Arrange everything from the line containing "tag=shredded cheddar cheese" down to the end of the entries, both included, as a Markdown table. Give it two columns, No. and Text, with one numbered row per line and blank lines omitted.

Excerpted data.
>>
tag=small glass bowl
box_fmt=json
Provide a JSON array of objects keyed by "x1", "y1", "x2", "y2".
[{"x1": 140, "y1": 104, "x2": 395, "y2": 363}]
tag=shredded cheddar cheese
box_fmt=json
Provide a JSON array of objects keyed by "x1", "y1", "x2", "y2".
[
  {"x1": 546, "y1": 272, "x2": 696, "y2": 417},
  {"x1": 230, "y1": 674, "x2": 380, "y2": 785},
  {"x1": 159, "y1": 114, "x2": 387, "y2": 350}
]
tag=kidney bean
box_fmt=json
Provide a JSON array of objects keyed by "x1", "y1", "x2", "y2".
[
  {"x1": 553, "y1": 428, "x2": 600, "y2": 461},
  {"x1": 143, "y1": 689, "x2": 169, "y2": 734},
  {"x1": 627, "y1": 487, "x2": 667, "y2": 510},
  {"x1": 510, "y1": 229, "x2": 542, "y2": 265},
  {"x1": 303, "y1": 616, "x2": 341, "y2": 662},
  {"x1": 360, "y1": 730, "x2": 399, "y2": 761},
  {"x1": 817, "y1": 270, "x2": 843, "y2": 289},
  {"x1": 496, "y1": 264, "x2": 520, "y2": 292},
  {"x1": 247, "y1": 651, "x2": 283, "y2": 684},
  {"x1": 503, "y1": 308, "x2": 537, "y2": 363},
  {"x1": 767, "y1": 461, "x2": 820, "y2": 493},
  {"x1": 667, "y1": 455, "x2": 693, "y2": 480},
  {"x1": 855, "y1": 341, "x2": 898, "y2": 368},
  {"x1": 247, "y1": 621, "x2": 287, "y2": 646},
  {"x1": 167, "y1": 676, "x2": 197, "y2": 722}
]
<<
Solved exercise.
| No. | Text |
|---|---|
| 1 | tag=shredded cheddar cheese |
| 2 | box_fmt=json |
| 3 | Provide a JSON array of objects keyed by "x1", "y1", "x2", "y2". |
| 4 | [ |
| 5 |   {"x1": 546, "y1": 272, "x2": 696, "y2": 417}, |
| 6 |   {"x1": 230, "y1": 674, "x2": 380, "y2": 785}, |
| 7 |   {"x1": 159, "y1": 114, "x2": 387, "y2": 350} |
| 8 | ] |
| 9 | tag=kidney bean |
| 10 | box_fmt=json |
| 11 | Provide a JSON array of objects keyed by "x1", "y1", "x2", "y2". |
| 12 | [ |
| 13 |   {"x1": 553, "y1": 428, "x2": 600, "y2": 461}, |
| 14 |   {"x1": 143, "y1": 689, "x2": 169, "y2": 734}, |
| 15 |   {"x1": 627, "y1": 487, "x2": 667, "y2": 510}, |
| 16 |   {"x1": 510, "y1": 229, "x2": 542, "y2": 265}, |
| 17 |   {"x1": 303, "y1": 616, "x2": 341, "y2": 662}, |
| 18 |   {"x1": 360, "y1": 730, "x2": 399, "y2": 761}, |
| 19 |   {"x1": 817, "y1": 270, "x2": 843, "y2": 289}, |
| 20 |   {"x1": 496, "y1": 264, "x2": 520, "y2": 292}, |
| 21 |   {"x1": 247, "y1": 651, "x2": 283, "y2": 684}, |
| 22 |   {"x1": 503, "y1": 308, "x2": 537, "y2": 363}, |
| 23 |   {"x1": 767, "y1": 461, "x2": 820, "y2": 493}, |
| 24 |   {"x1": 667, "y1": 455, "x2": 693, "y2": 480}, |
| 25 |   {"x1": 855, "y1": 341, "x2": 898, "y2": 368}, |
| 26 |   {"x1": 247, "y1": 621, "x2": 287, "y2": 646}, |
| 27 |   {"x1": 167, "y1": 676, "x2": 197, "y2": 722} |
| 28 | ] |